- **Work to complete**
Pull out every line in the entries below that contains the word "ceiling", matching case exactly.

- **Available data**
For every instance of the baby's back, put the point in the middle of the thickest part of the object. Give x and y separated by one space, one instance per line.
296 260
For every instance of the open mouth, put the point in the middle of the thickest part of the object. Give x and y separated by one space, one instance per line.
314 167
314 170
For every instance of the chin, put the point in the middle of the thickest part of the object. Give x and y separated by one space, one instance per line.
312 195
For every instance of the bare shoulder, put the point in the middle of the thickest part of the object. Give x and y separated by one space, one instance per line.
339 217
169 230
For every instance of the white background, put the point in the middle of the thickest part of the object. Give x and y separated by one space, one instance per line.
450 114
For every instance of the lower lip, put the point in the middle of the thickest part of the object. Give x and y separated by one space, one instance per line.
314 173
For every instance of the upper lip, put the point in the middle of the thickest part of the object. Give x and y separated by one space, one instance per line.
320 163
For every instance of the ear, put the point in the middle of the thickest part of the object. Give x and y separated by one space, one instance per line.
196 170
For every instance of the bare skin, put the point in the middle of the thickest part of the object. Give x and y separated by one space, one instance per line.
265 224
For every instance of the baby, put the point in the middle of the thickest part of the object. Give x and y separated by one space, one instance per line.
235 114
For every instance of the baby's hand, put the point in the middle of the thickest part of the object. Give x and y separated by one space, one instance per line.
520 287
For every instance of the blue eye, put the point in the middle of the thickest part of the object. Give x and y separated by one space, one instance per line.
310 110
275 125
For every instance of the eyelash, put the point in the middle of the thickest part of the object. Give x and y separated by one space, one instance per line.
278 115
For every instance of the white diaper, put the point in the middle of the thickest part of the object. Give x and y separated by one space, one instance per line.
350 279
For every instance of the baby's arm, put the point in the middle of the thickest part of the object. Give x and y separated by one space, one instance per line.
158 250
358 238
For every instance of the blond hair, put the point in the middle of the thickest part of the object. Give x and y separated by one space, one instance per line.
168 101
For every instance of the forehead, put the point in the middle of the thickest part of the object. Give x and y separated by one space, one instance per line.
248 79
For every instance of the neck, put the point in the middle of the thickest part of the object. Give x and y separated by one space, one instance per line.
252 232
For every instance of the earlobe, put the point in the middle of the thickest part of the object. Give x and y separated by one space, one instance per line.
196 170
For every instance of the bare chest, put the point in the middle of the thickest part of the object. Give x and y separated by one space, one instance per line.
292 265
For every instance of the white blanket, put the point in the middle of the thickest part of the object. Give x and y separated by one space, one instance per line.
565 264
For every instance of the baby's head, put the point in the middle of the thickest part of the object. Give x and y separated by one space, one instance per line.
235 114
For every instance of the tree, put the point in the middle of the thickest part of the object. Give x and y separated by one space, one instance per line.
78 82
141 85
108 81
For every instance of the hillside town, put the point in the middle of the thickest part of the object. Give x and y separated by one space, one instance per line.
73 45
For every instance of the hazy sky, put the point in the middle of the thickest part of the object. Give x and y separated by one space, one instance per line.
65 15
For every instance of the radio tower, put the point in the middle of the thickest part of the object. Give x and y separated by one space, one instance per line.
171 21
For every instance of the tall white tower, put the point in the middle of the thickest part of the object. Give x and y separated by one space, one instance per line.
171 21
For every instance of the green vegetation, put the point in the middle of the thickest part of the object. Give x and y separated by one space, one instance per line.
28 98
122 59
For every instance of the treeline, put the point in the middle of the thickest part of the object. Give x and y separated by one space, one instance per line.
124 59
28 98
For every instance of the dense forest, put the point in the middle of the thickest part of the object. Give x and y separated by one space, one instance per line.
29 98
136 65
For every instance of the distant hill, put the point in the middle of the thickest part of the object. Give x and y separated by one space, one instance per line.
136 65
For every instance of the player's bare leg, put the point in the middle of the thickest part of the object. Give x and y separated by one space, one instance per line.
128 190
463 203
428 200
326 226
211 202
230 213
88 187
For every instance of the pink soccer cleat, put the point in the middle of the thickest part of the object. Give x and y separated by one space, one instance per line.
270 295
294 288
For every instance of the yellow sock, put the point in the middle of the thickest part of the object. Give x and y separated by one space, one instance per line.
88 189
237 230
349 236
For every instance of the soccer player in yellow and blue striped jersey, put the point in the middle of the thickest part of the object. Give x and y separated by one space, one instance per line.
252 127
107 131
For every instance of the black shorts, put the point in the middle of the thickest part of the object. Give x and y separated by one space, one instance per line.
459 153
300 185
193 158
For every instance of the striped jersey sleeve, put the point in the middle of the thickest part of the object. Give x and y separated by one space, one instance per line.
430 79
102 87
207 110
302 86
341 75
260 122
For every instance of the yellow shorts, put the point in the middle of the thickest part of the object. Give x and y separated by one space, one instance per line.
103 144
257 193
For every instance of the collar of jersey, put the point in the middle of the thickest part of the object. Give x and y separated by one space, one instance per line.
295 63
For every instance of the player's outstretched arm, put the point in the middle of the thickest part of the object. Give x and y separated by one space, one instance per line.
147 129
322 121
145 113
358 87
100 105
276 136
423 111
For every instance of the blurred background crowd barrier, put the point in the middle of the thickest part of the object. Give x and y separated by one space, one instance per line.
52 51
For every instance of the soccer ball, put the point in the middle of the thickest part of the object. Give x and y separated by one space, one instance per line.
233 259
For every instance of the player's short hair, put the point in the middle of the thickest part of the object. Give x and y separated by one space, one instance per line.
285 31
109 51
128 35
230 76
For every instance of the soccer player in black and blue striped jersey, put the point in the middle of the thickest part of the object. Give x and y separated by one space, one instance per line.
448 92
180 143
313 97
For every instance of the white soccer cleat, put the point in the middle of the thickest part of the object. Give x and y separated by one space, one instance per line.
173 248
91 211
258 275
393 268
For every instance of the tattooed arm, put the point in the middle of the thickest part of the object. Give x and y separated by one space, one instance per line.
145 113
---
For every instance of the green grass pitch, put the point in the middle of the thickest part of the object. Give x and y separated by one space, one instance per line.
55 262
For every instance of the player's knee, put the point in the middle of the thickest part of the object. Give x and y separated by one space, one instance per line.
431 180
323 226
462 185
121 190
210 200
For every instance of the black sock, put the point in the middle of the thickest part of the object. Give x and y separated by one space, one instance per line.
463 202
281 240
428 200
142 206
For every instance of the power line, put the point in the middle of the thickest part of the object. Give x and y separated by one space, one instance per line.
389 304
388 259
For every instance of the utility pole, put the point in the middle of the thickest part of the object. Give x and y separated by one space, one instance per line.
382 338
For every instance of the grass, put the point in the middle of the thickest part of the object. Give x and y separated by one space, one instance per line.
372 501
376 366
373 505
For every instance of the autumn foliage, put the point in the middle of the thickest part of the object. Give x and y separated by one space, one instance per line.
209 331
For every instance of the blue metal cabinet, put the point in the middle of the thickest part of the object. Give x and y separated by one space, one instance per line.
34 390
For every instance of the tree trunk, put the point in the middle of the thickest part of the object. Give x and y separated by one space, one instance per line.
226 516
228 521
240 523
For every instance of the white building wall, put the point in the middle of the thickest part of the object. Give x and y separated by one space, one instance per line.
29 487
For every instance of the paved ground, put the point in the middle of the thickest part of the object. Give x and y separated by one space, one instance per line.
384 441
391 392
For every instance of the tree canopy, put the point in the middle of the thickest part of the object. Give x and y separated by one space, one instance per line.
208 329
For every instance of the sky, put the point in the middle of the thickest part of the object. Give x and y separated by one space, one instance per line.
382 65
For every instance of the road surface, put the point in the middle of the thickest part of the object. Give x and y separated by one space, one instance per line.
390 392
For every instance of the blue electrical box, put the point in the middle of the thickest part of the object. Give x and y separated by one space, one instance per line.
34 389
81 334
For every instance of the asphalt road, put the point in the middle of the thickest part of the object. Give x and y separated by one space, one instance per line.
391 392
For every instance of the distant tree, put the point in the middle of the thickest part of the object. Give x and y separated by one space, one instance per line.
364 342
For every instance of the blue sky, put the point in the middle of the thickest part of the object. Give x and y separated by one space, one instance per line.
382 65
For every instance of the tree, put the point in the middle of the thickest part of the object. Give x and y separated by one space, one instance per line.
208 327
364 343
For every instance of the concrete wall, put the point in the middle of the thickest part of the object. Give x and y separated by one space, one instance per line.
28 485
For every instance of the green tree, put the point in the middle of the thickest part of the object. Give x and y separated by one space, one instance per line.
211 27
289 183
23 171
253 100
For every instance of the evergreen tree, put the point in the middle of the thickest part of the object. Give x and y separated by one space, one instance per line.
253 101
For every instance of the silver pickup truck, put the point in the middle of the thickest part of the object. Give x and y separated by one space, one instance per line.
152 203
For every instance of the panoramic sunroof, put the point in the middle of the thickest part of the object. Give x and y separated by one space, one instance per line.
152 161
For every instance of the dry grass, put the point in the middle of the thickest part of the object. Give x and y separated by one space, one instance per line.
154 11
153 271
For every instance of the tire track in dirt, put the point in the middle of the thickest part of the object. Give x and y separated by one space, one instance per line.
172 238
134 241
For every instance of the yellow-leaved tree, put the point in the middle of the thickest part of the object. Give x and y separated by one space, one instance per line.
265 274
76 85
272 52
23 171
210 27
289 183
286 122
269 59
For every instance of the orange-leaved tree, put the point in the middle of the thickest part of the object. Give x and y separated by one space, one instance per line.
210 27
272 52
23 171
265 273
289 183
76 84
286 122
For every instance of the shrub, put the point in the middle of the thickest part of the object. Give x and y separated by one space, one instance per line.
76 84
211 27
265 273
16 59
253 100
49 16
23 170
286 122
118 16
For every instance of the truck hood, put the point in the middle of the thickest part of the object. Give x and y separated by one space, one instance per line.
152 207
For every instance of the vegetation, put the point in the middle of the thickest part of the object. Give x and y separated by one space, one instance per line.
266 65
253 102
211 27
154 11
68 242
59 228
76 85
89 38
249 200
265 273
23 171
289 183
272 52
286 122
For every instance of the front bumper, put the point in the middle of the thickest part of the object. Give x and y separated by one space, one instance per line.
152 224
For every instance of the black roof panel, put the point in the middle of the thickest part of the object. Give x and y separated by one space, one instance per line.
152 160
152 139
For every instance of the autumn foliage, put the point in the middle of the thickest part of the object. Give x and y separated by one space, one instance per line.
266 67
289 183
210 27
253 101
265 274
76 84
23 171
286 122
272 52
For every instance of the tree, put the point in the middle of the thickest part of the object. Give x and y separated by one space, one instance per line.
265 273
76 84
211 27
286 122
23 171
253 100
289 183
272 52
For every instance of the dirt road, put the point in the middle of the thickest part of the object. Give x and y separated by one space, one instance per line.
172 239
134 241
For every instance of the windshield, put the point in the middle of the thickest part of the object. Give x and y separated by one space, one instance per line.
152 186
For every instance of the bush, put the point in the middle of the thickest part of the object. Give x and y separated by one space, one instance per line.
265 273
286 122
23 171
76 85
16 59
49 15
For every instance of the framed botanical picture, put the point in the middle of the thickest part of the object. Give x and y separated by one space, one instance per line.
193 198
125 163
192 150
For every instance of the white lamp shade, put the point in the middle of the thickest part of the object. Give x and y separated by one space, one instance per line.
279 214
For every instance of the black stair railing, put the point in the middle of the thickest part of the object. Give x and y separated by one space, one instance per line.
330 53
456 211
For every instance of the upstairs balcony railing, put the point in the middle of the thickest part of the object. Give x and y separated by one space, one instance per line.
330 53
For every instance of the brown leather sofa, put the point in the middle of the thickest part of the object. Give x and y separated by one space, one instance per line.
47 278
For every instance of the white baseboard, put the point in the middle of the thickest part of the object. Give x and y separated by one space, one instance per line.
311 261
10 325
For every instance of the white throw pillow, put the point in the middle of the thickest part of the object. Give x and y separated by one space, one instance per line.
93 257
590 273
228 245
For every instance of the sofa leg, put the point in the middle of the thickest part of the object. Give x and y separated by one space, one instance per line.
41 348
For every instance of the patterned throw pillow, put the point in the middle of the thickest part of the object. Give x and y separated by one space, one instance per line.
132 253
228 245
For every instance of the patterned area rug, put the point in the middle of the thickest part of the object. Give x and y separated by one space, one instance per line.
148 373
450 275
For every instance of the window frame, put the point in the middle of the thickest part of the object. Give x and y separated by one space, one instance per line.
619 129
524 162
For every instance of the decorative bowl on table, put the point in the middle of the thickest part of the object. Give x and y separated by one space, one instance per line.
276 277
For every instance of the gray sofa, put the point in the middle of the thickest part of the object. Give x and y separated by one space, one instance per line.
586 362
---
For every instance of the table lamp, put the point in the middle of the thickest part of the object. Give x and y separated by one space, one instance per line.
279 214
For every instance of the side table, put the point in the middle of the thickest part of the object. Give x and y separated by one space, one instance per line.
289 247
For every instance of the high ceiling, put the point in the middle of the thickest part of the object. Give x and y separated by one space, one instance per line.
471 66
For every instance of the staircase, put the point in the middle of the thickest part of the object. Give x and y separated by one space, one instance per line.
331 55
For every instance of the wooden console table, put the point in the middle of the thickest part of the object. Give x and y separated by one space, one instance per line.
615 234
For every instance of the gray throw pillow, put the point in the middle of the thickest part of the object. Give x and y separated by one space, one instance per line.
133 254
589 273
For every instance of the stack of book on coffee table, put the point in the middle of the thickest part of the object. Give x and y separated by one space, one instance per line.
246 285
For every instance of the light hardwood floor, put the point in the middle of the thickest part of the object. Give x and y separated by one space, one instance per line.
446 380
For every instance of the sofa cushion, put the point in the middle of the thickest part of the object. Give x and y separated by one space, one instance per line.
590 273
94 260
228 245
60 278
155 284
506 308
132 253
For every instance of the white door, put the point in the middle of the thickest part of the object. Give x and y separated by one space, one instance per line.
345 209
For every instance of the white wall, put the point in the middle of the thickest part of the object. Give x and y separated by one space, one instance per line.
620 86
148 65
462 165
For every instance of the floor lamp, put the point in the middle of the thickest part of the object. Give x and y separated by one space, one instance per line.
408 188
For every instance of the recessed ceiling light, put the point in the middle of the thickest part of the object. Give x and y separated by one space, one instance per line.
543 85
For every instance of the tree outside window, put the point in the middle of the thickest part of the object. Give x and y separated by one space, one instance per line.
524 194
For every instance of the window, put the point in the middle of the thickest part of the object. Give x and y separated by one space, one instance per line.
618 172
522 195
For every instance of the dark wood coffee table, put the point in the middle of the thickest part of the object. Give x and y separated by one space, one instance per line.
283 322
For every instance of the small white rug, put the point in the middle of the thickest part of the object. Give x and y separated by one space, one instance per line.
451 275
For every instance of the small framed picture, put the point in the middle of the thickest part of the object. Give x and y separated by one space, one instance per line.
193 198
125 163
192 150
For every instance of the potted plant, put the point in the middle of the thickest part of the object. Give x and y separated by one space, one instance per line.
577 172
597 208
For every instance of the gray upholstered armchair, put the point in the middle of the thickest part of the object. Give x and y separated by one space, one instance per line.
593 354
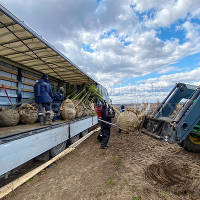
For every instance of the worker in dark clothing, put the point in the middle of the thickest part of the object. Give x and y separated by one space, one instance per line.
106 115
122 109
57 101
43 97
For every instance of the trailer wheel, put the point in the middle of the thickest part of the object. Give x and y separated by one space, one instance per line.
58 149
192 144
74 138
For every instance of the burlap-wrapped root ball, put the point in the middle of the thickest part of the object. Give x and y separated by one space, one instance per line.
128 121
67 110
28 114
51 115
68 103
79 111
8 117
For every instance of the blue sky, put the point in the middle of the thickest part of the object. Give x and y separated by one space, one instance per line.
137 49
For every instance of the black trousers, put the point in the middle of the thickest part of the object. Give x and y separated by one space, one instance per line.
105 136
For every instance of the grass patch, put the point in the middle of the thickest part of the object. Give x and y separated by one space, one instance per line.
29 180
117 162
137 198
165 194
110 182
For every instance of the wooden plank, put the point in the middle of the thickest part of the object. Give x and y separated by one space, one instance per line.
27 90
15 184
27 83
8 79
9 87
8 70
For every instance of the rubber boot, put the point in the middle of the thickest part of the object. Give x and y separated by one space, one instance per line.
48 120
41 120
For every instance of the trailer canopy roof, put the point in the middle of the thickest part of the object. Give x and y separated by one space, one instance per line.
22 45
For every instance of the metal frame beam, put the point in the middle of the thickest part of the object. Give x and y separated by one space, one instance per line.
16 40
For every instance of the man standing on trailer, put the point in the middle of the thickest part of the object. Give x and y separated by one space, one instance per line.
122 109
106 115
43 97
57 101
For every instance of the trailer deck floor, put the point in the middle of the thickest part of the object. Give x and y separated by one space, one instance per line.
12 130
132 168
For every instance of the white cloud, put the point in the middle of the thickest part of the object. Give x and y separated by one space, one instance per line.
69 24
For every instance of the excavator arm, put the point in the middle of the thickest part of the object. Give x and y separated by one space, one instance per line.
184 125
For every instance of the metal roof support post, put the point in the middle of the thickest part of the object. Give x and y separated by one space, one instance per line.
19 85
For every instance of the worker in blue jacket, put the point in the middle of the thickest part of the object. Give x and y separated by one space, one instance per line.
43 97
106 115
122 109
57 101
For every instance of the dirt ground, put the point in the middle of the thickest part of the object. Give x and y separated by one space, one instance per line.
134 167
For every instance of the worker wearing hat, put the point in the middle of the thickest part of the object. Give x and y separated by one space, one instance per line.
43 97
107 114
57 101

- **Task output**
For every instance of the high ceiling, put the point in the middle of the thickest part of the object. Give x and y separated by one space, one instance per line.
For every instance of the recessed ceiling light, put the point in the middle of the thickest part of the object. Give x and y separated by one space, one instance per line.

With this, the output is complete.